• Task to complete
Copy out only the stretch of the listing below from the line containing "Where can you see the black sneaker?" through the line containing "(1028, 301)". Swap "gazebo" for "pavilion" throughout and leave everything else unchanged.

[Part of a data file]
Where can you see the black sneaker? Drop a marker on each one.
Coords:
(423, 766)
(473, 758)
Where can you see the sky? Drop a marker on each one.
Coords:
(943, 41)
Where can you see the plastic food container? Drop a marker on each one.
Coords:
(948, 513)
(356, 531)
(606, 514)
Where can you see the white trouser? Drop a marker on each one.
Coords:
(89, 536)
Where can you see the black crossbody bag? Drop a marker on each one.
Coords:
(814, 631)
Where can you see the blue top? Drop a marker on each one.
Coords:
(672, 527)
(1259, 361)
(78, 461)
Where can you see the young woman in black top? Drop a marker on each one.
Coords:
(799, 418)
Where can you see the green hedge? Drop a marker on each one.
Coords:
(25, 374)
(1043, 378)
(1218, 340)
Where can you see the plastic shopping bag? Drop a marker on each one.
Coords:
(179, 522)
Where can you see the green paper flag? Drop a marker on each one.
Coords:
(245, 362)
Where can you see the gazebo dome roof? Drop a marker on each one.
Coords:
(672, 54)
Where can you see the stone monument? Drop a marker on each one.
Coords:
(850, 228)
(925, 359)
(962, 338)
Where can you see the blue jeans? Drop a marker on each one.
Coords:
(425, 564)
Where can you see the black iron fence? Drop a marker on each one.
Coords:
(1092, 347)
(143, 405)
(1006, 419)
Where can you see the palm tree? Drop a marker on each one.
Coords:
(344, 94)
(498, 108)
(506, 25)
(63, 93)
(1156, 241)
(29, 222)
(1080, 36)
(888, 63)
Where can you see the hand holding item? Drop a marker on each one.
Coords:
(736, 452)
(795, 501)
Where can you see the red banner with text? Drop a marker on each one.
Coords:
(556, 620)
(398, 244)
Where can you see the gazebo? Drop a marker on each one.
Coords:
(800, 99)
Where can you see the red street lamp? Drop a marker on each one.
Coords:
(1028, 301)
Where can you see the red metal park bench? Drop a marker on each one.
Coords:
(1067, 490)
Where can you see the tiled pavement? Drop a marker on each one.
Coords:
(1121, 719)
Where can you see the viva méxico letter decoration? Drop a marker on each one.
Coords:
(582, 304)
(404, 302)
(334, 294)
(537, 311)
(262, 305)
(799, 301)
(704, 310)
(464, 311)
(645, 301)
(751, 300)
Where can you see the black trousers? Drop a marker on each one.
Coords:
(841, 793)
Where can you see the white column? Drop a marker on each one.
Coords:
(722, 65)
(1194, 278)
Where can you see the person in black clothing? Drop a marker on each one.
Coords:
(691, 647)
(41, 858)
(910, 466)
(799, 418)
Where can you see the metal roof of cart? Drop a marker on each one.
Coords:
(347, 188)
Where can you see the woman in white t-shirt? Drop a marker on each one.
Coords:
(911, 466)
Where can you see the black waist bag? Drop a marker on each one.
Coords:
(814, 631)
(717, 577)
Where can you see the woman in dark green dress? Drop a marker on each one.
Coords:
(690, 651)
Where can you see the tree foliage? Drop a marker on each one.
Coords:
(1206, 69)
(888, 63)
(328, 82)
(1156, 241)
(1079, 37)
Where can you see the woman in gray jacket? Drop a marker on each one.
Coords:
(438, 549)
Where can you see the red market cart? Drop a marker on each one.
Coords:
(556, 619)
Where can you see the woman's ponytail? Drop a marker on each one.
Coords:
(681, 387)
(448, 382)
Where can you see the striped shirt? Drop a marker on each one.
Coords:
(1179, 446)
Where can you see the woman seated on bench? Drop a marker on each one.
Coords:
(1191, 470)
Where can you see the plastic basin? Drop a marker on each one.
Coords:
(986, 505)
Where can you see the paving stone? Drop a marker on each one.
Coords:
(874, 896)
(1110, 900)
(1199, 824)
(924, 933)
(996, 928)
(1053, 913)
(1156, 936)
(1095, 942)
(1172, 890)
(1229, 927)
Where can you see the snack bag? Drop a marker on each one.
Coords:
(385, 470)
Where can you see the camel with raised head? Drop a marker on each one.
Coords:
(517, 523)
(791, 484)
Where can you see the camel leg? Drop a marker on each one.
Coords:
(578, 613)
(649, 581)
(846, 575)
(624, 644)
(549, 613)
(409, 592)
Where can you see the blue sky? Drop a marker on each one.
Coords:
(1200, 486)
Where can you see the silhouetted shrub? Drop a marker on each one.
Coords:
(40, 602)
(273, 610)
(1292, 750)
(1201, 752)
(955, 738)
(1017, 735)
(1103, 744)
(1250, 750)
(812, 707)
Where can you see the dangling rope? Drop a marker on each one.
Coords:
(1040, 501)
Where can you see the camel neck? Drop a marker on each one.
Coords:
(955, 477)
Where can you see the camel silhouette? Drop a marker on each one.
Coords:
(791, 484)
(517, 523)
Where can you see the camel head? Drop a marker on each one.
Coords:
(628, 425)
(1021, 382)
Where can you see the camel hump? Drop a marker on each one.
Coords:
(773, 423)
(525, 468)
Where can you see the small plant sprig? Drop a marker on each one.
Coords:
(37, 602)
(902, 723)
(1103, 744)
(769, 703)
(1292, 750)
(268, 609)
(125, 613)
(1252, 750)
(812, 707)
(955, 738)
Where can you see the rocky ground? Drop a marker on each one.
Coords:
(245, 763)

---

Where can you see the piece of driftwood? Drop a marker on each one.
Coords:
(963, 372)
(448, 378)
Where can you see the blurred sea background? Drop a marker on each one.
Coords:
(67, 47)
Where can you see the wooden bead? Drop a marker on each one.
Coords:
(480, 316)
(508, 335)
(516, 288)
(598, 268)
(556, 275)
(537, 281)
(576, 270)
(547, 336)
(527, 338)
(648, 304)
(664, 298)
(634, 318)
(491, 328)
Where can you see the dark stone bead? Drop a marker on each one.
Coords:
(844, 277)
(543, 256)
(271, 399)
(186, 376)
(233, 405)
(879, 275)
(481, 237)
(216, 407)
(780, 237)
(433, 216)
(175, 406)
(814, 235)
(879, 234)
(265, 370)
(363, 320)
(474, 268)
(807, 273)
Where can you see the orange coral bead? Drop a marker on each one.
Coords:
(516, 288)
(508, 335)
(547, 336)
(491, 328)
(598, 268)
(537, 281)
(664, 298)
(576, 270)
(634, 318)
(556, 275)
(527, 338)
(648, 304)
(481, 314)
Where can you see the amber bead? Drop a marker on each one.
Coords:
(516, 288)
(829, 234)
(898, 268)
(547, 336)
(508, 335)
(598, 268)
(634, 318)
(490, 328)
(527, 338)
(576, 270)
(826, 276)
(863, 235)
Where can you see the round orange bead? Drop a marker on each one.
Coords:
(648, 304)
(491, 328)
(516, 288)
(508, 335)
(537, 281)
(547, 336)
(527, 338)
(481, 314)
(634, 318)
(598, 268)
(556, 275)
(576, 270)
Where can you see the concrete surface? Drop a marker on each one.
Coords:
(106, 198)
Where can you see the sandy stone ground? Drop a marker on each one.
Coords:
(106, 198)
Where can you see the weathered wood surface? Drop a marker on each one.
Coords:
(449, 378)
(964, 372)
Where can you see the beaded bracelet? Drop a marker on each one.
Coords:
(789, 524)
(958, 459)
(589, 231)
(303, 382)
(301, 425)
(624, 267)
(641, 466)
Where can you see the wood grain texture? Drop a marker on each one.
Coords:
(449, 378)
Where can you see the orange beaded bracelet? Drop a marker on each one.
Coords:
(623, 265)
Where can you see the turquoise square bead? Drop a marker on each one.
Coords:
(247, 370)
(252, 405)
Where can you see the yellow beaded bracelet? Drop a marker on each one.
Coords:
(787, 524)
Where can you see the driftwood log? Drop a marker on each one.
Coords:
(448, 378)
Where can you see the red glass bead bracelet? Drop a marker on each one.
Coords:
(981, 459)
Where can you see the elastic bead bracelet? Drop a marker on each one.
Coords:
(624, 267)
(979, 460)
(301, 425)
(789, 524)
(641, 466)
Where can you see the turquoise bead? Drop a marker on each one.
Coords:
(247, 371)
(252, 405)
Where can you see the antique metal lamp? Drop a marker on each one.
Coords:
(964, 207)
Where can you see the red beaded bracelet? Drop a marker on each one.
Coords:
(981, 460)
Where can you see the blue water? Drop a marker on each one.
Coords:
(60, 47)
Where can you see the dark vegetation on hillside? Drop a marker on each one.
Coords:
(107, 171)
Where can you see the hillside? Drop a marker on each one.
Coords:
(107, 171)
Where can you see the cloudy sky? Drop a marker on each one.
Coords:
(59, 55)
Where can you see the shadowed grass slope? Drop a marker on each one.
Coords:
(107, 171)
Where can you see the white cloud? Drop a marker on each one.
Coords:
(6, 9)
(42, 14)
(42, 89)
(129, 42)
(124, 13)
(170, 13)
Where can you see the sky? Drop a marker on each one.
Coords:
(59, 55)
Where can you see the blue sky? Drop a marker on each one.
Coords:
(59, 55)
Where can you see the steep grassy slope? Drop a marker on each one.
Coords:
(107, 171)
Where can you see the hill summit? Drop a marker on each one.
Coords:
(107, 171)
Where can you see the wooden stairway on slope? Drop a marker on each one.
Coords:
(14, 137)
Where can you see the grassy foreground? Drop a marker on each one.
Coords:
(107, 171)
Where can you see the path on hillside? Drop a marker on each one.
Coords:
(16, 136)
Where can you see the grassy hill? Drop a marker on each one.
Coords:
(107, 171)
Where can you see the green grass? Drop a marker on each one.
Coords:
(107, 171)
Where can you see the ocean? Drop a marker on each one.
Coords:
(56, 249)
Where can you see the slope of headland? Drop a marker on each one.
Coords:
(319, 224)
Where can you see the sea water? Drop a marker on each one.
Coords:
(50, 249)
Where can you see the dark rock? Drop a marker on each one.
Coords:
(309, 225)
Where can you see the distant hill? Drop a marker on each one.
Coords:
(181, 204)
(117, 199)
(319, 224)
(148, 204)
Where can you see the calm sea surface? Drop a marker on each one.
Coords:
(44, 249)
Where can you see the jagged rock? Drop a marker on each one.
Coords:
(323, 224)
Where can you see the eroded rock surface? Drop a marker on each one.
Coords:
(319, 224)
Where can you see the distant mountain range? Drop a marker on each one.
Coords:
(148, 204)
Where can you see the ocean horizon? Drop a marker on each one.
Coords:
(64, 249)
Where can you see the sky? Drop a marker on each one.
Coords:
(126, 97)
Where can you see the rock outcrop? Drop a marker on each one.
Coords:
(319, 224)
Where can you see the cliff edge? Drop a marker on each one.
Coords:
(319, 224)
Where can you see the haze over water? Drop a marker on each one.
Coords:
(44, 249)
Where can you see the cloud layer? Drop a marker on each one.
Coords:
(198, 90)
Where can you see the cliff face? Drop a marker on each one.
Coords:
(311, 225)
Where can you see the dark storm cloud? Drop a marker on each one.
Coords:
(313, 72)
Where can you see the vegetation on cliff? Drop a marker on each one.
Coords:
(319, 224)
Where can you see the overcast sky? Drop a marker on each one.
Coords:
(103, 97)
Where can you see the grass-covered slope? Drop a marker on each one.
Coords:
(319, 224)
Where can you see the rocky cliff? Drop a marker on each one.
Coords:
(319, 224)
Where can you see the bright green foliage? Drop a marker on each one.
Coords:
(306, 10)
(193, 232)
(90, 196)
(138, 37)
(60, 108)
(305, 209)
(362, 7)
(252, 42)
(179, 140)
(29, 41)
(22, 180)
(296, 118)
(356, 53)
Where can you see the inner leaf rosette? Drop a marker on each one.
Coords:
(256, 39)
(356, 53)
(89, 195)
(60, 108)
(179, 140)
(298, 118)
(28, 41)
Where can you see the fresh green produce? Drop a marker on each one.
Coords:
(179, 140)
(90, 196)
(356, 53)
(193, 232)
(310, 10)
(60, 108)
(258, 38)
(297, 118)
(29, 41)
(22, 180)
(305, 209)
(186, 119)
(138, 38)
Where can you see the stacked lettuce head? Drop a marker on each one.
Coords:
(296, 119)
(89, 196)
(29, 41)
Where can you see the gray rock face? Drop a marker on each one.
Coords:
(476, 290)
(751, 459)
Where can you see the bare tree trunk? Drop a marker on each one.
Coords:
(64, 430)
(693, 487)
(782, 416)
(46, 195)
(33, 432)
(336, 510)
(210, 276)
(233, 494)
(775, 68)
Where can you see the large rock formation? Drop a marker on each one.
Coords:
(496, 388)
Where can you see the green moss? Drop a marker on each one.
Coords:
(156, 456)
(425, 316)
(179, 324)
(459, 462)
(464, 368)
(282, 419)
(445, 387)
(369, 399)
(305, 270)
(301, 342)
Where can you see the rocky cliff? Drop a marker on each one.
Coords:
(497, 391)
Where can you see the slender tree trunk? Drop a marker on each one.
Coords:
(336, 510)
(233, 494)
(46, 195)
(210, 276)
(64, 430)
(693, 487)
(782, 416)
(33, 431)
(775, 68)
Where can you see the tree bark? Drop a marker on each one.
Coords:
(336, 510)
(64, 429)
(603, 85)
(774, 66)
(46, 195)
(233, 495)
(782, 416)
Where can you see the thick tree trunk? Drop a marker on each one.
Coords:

...

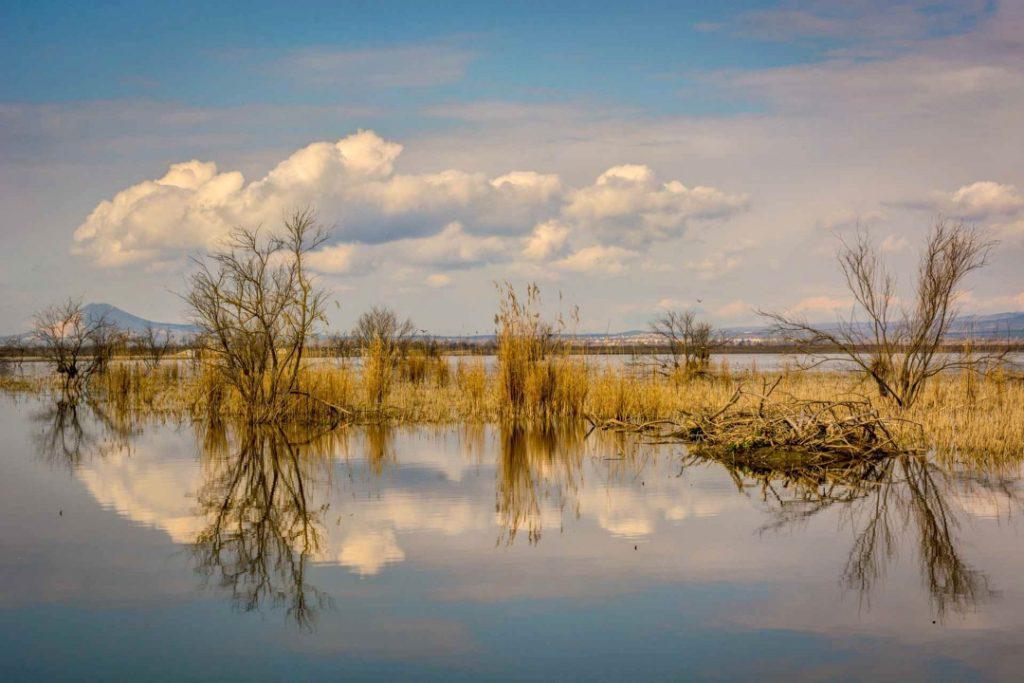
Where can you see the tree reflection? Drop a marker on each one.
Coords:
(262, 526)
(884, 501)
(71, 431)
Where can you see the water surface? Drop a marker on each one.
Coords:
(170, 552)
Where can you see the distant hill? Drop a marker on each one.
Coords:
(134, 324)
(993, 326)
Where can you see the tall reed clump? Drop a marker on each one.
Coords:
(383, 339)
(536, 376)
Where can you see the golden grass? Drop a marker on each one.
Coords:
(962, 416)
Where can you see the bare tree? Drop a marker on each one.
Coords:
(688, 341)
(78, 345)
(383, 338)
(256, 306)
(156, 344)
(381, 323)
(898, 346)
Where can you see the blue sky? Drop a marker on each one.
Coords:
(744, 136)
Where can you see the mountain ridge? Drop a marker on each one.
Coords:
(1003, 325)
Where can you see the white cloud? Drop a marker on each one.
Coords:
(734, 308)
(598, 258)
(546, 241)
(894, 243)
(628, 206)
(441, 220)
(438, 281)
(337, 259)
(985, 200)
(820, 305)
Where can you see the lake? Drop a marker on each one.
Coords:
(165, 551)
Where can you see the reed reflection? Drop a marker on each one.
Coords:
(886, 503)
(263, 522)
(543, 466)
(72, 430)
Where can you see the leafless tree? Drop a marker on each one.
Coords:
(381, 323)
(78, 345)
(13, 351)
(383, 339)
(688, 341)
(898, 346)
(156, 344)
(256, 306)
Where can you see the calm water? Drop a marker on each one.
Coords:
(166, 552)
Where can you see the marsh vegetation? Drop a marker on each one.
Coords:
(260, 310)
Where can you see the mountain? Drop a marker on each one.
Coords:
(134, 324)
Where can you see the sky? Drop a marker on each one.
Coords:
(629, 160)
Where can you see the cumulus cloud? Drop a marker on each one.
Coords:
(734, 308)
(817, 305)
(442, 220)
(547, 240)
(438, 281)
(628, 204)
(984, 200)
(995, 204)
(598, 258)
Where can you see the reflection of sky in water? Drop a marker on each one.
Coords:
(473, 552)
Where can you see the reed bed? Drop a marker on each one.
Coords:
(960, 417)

• Task response
Where can you see the black sneaker? Drop a marker on each one.
Coords:
(423, 766)
(473, 758)
Where can you see the sky? Drop a marker on each one.
Coords:
(943, 41)
Where can you see the plastic food container? Drop a marker on each one.
Coords:
(948, 513)
(356, 531)
(606, 514)
Where can you see the white trouser? Drop a marker on each one.
Coords:
(89, 536)
Where can you see the black crossbody bag? Drop a marker on each one.
Coords:
(814, 631)
Where can you see the blue top? Drop a marker on each one.
Coords:
(672, 527)
(1259, 361)
(78, 461)
Where can you see the young woman in black top? Drop a marker on each one.
Coords:
(799, 418)
Where can you see the green hedge? Drop a marker on each one.
Coords:
(25, 374)
(1043, 378)
(1218, 340)
Where can you see the plastic shopping bag? Drop a marker on each one.
Coords:
(179, 522)
Where can you see the green paper flag? Drop a marker on each one.
Coords:
(245, 362)
Where can you see the pavilion dome roof? Drop a marker on each one.
Coords:
(672, 54)
Where can you see the stone monument? Drop a marker on each one.
Coords:
(850, 228)
(925, 359)
(962, 338)
Where can you see the blue jeans? Drop a marker on each one.
Coords:
(425, 564)
Where can you see the black iron fence? Drop a marker on each one.
Coords:
(1092, 347)
(143, 405)
(1006, 419)
Where can you see the palm tree? Drop a marker on each one.
Coords:
(344, 94)
(498, 108)
(506, 25)
(63, 93)
(1156, 241)
(29, 222)
(1080, 36)
(888, 63)
Where can you see the hand holding item? Drop a marker on each one.
Coords:
(736, 452)
(795, 501)
Where can you see the red banner with text? Drop a marker on each one.
Coords:
(556, 620)
(398, 244)
Where can you see the pavilion? Drop a marker on each one.
Coords:
(800, 99)
Where can you see the red street lamp? Drop a marker on each one.
Coords:
(1028, 301)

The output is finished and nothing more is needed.